— Problem requirements —
Set down the line that contains "Please annotate the face" and every line after it to the end of the entries, exactly as they stand and nothing more.

— Stored data —

*****

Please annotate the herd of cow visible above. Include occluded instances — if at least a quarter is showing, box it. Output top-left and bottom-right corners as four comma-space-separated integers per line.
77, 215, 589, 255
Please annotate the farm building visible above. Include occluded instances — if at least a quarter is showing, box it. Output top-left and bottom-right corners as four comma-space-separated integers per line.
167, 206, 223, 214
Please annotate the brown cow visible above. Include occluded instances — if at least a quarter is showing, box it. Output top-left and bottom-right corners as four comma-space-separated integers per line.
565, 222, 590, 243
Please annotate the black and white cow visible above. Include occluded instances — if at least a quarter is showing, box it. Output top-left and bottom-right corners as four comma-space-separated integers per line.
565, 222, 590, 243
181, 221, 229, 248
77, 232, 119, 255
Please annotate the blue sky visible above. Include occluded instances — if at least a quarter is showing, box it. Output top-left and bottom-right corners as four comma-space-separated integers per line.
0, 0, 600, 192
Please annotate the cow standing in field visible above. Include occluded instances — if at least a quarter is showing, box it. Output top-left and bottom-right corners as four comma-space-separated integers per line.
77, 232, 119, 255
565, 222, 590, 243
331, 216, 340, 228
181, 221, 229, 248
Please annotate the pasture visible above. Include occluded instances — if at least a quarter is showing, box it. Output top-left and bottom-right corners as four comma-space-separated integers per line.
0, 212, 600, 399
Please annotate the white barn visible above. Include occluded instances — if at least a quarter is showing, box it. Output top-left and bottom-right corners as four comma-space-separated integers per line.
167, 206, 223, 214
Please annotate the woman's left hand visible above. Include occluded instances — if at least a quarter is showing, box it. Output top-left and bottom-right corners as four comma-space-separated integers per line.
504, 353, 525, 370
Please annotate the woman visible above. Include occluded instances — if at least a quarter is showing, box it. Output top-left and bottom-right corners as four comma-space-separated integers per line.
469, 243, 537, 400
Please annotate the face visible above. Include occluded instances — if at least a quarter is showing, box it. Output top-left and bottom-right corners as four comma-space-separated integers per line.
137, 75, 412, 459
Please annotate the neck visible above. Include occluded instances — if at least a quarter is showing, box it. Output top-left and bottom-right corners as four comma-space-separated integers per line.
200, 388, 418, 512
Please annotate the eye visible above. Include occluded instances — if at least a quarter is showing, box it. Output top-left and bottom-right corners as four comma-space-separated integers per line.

*****

— Response —
Please annotate the face visible above. Include occluded instances — if at least a quarter is showing, box it. Output top-left and bottom-right corners as four comma-space-separated integers per line.
137, 75, 412, 459
Please annotate the neck visible above. Include occluded instances — if at least a quarter is showing, box it. Output top-left and bottom-right corners as four comma-space-separated integers per line.
200, 388, 418, 512
Please annotate the eye visible above. Include occluded instances — if at least a quarter is showing, box it. Output top-left and bottom-right corners as four comma-space-separated integers per line.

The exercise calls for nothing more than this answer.